*Task directions:* Pick out and copy every line of the records that contains the string "tiled", treating uppercase and lowercase letters as different.

*Dataset entries:*
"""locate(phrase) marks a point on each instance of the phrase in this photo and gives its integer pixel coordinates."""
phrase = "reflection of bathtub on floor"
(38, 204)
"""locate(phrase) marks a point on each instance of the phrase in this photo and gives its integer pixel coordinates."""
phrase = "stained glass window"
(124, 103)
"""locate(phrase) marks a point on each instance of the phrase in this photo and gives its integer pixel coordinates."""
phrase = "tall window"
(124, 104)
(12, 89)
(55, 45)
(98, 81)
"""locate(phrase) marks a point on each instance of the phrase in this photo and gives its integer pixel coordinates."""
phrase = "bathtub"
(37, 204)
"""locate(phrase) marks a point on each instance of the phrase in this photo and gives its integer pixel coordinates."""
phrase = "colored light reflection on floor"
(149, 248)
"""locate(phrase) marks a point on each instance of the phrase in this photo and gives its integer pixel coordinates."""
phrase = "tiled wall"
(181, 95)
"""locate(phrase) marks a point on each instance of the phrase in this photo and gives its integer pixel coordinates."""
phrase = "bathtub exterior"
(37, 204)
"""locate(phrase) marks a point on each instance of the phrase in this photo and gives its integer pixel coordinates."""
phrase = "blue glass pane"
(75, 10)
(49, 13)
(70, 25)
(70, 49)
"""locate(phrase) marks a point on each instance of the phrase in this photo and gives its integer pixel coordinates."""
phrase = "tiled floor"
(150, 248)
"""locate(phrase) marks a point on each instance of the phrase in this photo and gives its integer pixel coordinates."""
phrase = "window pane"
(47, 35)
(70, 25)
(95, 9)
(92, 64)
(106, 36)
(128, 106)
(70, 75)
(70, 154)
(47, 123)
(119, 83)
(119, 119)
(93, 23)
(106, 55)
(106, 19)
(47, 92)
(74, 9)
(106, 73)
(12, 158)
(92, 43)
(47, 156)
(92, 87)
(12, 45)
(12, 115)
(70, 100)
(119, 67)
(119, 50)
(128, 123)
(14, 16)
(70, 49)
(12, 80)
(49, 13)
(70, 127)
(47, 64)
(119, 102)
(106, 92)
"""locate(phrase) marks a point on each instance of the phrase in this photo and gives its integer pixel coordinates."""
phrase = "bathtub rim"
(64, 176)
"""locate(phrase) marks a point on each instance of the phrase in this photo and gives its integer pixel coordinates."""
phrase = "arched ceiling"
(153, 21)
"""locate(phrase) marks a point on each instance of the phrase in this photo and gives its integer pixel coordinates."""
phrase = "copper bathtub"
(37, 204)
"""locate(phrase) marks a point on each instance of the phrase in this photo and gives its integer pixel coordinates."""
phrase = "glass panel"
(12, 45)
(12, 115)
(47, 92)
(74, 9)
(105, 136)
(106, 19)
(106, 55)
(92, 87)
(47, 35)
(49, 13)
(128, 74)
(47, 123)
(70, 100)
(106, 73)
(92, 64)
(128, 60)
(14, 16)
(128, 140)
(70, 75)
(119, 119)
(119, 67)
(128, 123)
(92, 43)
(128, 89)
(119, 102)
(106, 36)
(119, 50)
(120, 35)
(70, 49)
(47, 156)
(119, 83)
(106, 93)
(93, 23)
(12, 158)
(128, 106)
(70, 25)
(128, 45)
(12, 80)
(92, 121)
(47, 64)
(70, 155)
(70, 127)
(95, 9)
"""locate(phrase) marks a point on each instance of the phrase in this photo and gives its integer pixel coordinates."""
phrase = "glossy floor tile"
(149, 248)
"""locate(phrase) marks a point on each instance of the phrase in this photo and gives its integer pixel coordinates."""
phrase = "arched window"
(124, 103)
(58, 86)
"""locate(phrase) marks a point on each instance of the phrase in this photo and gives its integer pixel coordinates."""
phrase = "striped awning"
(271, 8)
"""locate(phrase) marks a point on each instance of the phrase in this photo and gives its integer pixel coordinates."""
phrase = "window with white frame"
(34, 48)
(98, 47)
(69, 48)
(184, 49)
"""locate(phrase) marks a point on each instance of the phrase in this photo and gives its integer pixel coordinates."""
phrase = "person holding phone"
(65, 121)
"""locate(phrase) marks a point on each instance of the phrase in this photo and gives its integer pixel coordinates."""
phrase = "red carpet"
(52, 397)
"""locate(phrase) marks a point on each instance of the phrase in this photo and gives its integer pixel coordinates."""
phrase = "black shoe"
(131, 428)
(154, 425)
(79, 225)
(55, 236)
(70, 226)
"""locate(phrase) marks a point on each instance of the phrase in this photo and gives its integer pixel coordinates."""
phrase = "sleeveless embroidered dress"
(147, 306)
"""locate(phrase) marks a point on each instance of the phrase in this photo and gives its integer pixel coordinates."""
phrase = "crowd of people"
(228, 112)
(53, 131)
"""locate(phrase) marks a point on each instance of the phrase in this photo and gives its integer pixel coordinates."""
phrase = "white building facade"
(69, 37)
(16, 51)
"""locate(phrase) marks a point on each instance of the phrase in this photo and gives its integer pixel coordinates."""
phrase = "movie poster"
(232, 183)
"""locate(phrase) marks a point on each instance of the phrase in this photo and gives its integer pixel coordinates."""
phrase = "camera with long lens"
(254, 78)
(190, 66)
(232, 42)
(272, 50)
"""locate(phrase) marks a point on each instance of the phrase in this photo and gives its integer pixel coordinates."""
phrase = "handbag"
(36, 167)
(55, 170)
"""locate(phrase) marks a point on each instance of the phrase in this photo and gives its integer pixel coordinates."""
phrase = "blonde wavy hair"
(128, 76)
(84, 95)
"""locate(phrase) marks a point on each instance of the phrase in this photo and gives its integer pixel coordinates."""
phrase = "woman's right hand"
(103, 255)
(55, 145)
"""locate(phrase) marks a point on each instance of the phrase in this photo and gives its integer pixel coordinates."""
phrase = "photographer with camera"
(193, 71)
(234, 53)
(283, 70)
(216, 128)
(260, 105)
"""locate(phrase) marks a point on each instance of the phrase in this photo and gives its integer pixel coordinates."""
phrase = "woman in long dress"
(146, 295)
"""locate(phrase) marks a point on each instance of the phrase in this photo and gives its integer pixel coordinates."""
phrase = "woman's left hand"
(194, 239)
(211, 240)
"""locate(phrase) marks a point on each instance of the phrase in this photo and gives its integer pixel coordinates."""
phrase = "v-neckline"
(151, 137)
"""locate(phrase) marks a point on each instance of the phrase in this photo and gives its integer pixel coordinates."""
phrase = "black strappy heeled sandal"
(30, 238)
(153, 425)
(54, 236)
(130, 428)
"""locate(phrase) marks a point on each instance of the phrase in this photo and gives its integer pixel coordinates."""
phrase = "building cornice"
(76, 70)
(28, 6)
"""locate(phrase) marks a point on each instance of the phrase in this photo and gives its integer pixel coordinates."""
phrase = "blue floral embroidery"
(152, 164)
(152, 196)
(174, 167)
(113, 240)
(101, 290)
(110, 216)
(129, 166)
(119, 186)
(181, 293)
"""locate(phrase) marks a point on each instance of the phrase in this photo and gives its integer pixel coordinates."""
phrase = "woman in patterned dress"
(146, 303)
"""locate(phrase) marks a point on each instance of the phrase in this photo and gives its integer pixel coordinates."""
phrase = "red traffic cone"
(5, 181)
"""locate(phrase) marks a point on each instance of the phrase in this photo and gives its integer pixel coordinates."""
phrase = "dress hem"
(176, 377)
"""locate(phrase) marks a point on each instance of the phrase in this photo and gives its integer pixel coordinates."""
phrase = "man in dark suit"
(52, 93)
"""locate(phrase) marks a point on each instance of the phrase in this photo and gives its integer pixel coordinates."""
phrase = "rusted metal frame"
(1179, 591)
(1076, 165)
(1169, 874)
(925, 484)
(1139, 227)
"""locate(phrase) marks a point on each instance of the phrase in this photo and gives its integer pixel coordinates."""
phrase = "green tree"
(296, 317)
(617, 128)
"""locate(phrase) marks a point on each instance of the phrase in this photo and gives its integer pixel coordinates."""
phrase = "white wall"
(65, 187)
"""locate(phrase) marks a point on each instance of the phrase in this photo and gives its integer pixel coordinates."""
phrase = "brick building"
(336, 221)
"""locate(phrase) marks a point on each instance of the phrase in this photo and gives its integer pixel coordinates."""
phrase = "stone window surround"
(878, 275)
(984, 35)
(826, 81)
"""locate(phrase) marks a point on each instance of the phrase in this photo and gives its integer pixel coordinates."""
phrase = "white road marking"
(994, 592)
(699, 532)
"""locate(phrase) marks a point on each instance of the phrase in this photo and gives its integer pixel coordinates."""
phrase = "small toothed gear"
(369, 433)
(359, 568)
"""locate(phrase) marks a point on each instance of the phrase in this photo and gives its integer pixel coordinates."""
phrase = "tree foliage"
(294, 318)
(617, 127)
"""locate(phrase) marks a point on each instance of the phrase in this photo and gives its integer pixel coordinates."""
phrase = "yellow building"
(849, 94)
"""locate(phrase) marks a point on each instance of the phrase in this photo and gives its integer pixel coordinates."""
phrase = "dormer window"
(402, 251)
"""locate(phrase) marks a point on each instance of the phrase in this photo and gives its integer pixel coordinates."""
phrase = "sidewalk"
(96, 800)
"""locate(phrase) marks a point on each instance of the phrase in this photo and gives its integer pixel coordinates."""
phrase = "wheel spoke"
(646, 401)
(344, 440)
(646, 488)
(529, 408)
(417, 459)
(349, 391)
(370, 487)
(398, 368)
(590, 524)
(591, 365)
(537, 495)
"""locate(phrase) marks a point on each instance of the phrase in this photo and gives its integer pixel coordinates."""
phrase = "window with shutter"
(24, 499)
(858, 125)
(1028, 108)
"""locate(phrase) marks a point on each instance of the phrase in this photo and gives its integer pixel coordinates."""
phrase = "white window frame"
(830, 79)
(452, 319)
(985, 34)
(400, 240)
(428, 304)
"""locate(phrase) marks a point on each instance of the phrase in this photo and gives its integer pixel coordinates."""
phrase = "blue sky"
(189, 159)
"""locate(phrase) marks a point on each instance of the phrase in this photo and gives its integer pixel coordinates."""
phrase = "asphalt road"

*Solution for this problem:*
phrase = "tiled wall"
phrase = "tiled floor"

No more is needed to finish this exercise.